▶ [WHAT THIS TASK INVOLVES] Restate the data exactly as given and keep the pictures out.

Saved data entries
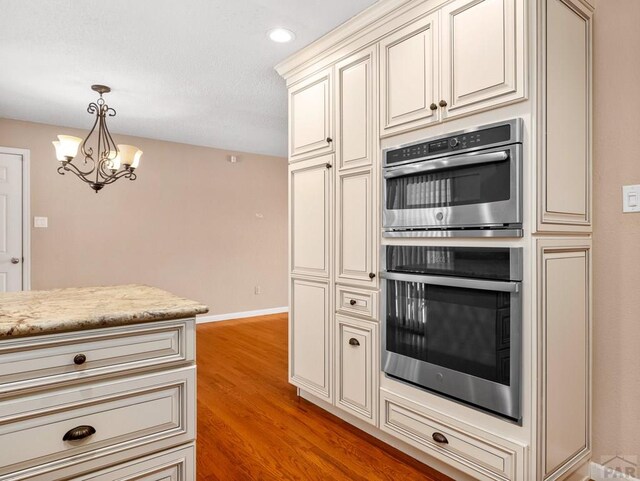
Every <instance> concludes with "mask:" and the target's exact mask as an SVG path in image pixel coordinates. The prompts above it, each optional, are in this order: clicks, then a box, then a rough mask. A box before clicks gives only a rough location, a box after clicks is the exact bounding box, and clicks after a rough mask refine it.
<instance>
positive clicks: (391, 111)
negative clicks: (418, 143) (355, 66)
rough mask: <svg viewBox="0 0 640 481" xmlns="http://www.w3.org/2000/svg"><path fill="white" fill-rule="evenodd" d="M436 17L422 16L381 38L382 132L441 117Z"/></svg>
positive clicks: (398, 129) (387, 131)
mask: <svg viewBox="0 0 640 481" xmlns="http://www.w3.org/2000/svg"><path fill="white" fill-rule="evenodd" d="M437 65H438V37H437V32H436V17H435V16H429V17H425V18H422V19H420V20H418V21H416V22H414V23H412V24H410V25H408V26H406V27H404V28H402V29H400V30H398V31H397V32H395V33H393V34H392V35H390V36H388V37H386V38H385V39H383V40H382V41H381V42H380V83H381V85H380V87H381V99H380V100H381V101H380V125H381V133H382V134H383V135H385V134H392V133H397V132H401V131H403V130H409V129H413V128H417V127H421V126H424V125H427V124H429V123H431V122H436V121H438V120H439V113H438V112H439V109H438V107H437V102H438V88H439V86H438V69H437Z"/></svg>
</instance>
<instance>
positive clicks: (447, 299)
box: [386, 280, 511, 385]
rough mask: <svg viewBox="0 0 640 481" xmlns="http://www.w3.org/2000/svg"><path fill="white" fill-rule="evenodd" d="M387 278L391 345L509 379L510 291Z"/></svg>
mask: <svg viewBox="0 0 640 481" xmlns="http://www.w3.org/2000/svg"><path fill="white" fill-rule="evenodd" d="M387 282H388V288H387V332H386V335H387V351H391V352H395V353H397V354H400V355H403V356H408V357H411V358H413V359H417V360H420V361H424V362H428V363H431V364H436V365H438V366H442V367H445V368H449V369H452V370H455V371H458V372H462V373H466V374H470V375H472V376H476V377H479V378H483V379H487V380H489V381H494V382H497V383H500V384H505V385H509V372H510V367H511V364H510V332H511V329H510V312H511V305H510V301H511V296H510V294H509V293H506V292H496V291H487V290H480V289H466V288H458V287H445V286H437V285H430V284H422V283H419V282H406V281H391V280H389V281H387Z"/></svg>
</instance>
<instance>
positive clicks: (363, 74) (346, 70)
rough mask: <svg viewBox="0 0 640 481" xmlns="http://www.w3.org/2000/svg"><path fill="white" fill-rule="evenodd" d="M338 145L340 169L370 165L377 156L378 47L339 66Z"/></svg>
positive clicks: (338, 86)
mask: <svg viewBox="0 0 640 481" xmlns="http://www.w3.org/2000/svg"><path fill="white" fill-rule="evenodd" d="M335 70H336V101H337V105H336V112H337V116H336V120H337V133H338V135H337V138H336V140H335V142H336V148H337V157H338V164H339V165H338V167H339V170H344V169H349V168H357V167H363V166H370V165H372V163H373V160H374V159H375V158H376V152H375V151H376V146H377V142H376V139H375V137H374V136H375V128H374V126H375V119H374V118H373V115H374V112H375V111H376V99H377V97H376V86H377V83H376V75H377V65H376V50H375V49H366V50H364V51H362V52H358V53H356V54H355V55H352V56H350V57H348V58H346V59H345V60H343V61H341V62H339V63H338V64H337V65H336V67H335Z"/></svg>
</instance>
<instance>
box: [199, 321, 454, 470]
mask: <svg viewBox="0 0 640 481" xmlns="http://www.w3.org/2000/svg"><path fill="white" fill-rule="evenodd" d="M197 342H198V345H197V352H198V359H197V362H198V441H197V446H198V452H197V456H198V463H197V469H198V481H216V480H220V481H235V480H238V481H251V480H259V481H268V480H303V481H314V480H323V481H324V480H331V481H333V480H335V481H339V480H357V481H375V480H390V481H391V480H393V481H413V480H416V481H417V480H421V481H442V480H449V478H447V477H446V476H444V475H442V474H440V473H438V472H436V471H434V470H432V469H430V468H429V467H427V466H425V465H423V464H421V463H419V462H417V461H415V460H414V459H413V458H411V457H409V456H407V455H405V454H403V453H401V452H400V451H397V450H396V449H394V448H391V447H390V446H387V445H386V444H384V443H382V442H380V441H378V440H377V439H375V438H373V437H371V436H369V435H367V434H365V433H363V432H361V431H359V430H357V429H356V428H354V427H352V426H350V425H349V424H347V423H345V422H344V421H342V420H340V419H338V418H337V417H335V416H333V415H331V414H329V413H327V412H326V411H324V410H322V409H320V408H318V407H316V406H315V405H313V404H311V403H309V402H307V401H305V400H303V399H300V398H298V397H297V396H296V391H295V388H294V387H293V386H291V385H290V384H289V383H288V382H287V318H286V315H285V314H283V315H272V316H264V317H256V318H251V319H245V320H237V321H225V322H217V323H211V324H202V325H199V326H198V328H197Z"/></svg>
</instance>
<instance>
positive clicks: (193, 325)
mask: <svg viewBox="0 0 640 481" xmlns="http://www.w3.org/2000/svg"><path fill="white" fill-rule="evenodd" d="M194 322H195V321H194V320H193V319H184V320H180V321H169V322H166V321H165V322H156V323H149V324H135V325H130V326H123V327H113V328H107V329H96V330H87V331H79V332H70V333H66V334H55V335H50V336H34V337H26V338H21V339H16V340H10V341H4V342H2V344H1V345H0V356H1V357H2V363H0V394H2V393H6V392H8V391H13V390H16V389H23V388H25V387H34V386H36V385H43V384H50V383H53V382H62V381H67V380H73V379H83V380H86V379H87V378H89V377H94V376H98V375H102V374H107V373H115V372H122V371H127V372H130V371H131V370H132V369H136V368H142V367H148V366H155V365H160V364H167V363H175V362H180V361H183V362H187V361H193V359H194V346H193V331H194V329H195V327H194ZM81 356H83V358H84V359H85V360H84V362H82V363H80V364H78V363H79V362H80V361H82V358H81ZM27 381H28V382H27Z"/></svg>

▶ [OUTPUT FOR THIS TASK]
Every <instance> concludes with "mask:" and the target's exact mask as an SVG path in image pixel coordinates. The prompts above it, each optional, are in this order: clicks, then a box, then a rough mask. A box before clicks gives only a rough location, a box after clicks is the exact bounding box, and clicks after a rough mask refine it.
<instance>
positive clicks: (391, 111)
negative clicks: (418, 143) (355, 66)
rough mask: <svg viewBox="0 0 640 481" xmlns="http://www.w3.org/2000/svg"><path fill="white" fill-rule="evenodd" d="M436 17L422 16L381 38L382 132L441 117Z"/></svg>
positive clicks: (398, 129) (387, 131)
mask: <svg viewBox="0 0 640 481" xmlns="http://www.w3.org/2000/svg"><path fill="white" fill-rule="evenodd" d="M437 65H438V37H437V32H436V17H435V16H429V17H425V18H422V19H420V20H418V21H416V22H414V23H412V24H410V25H408V26H406V27H404V28H402V29H400V30H398V31H397V32H395V33H393V34H392V35H390V36H388V37H386V38H385V39H383V40H382V41H381V42H380V83H381V85H380V87H381V99H380V100H381V101H380V125H381V133H382V134H383V135H385V134H392V133H397V132H401V131H403V130H409V129H413V128H417V127H421V126H424V125H427V124H429V123H431V122H436V121H438V120H439V113H438V112H439V109H438V107H437V102H438V88H439V86H438V69H437Z"/></svg>
</instance>
<instance>
positive clicks: (447, 299)
box: [386, 280, 511, 385]
rough mask: <svg viewBox="0 0 640 481" xmlns="http://www.w3.org/2000/svg"><path fill="white" fill-rule="evenodd" d="M387 278L391 345L509 379L510 291Z"/></svg>
mask: <svg viewBox="0 0 640 481" xmlns="http://www.w3.org/2000/svg"><path fill="white" fill-rule="evenodd" d="M387 282H388V288H387V332H386V335H387V351H391V352H395V353H397V354H400V355H403V356H408V357H411V358H413V359H417V360H420V361H424V362H428V363H431V364H436V365H438V366H442V367H445V368H449V369H452V370H455V371H458V372H462V373H466V374H470V375H472V376H476V377H479V378H483V379H487V380H489V381H494V382H497V383H500V384H505V385H509V372H510V367H511V364H510V332H511V329H510V312H511V305H510V301H511V296H510V294H509V293H506V292H496V291H487V290H480V289H466V288H458V287H445V286H437V285H430V284H422V283H419V282H406V281H391V280H389V281H387Z"/></svg>
</instance>
<instance>
positive clicks: (363, 74) (346, 70)
rough mask: <svg viewBox="0 0 640 481" xmlns="http://www.w3.org/2000/svg"><path fill="white" fill-rule="evenodd" d="M338 145L340 169L370 165L377 156L378 47L339 66Z"/></svg>
positive clicks: (338, 86)
mask: <svg viewBox="0 0 640 481" xmlns="http://www.w3.org/2000/svg"><path fill="white" fill-rule="evenodd" d="M335 70H336V101H337V105H336V112H337V116H336V120H337V133H338V135H337V138H336V140H335V142H336V148H337V157H338V164H339V165H338V167H339V170H344V169H349V168H357V167H363V166H370V165H372V163H373V160H374V159H375V158H376V152H375V151H376V146H377V142H376V139H375V137H374V136H375V128H374V126H375V119H374V118H373V115H374V112H375V111H376V99H377V97H376V86H377V83H376V75H377V65H376V50H375V49H366V50H364V51H362V52H358V53H356V54H355V55H352V56H350V57H348V58H346V59H345V60H343V61H341V62H339V63H338V64H337V65H336V67H335Z"/></svg>
</instance>
<instance>
box: [199, 321, 454, 470]
mask: <svg viewBox="0 0 640 481" xmlns="http://www.w3.org/2000/svg"><path fill="white" fill-rule="evenodd" d="M197 342H198V345H197V352H198V359H197V362H198V441H197V446H198V452H197V456H198V463H197V469H198V481H216V480H220V481H235V480H238V481H251V480H259V481H268V480H303V481H314V480H323V481H324V480H331V481H333V480H335V481H339V480H357V481H375V480H390V481H391V480H393V481H413V480H416V481H417V480H421V481H442V480H449V478H447V477H446V476H444V475H442V474H440V473H438V472H436V471H434V470H432V469H430V468H429V467H427V466H425V465H423V464H421V463H419V462H417V461H415V460H414V459H413V458H411V457H409V456H407V455H405V454H403V453H401V452H400V451H397V450H396V449H394V448H391V447H390V446H387V445H386V444H384V443H382V442H380V441H378V440H377V439H375V438H373V437H371V436H369V435H367V434H365V433H363V432H361V431H359V430H357V429H356V428H354V427H352V426H350V425H349V424H347V423H345V422H344V421H342V420H340V419H338V418H337V417H335V416H333V415H331V414H329V413H327V412H326V411H324V410H322V409H320V408H318V407H316V406H315V405H313V404H311V403H309V402H307V401H305V400H303V399H300V398H298V397H297V396H296V391H295V388H294V387H293V386H291V385H290V384H289V383H288V382H287V318H286V315H285V314H283V315H272V316H264V317H256V318H251V319H245V320H237V321H225V322H217V323H211V324H202V325H199V326H198V328H197Z"/></svg>
</instance>
<instance>
positive clicks: (193, 325)
mask: <svg viewBox="0 0 640 481" xmlns="http://www.w3.org/2000/svg"><path fill="white" fill-rule="evenodd" d="M194 322H195V321H194V320H193V319H184V320H180V321H169V322H166V321H165V322H156V323H149V324H135V325H130V326H123V327H113V328H107V329H96V330H87V331H79V332H70V333H66V334H55V335H50V336H34V337H26V338H21V339H16V340H10V341H4V342H2V344H1V345H0V356H1V357H2V363H0V394H2V393H6V392H8V391H13V390H16V389H23V388H25V387H34V386H36V385H43V384H50V383H53V382H62V381H67V380H73V379H83V380H86V379H87V378H89V377H94V376H98V375H102V374H107V373H115V372H122V371H127V372H130V371H131V370H132V369H136V368H142V367H148V366H155V365H160V364H167V363H175V362H180V361H183V362H187V361H193V359H194V346H193V331H194V329H195V327H194ZM81 356H83V358H84V359H85V360H84V362H82V363H80V364H78V363H79V362H80V361H82V358H81ZM27 381H28V382H27Z"/></svg>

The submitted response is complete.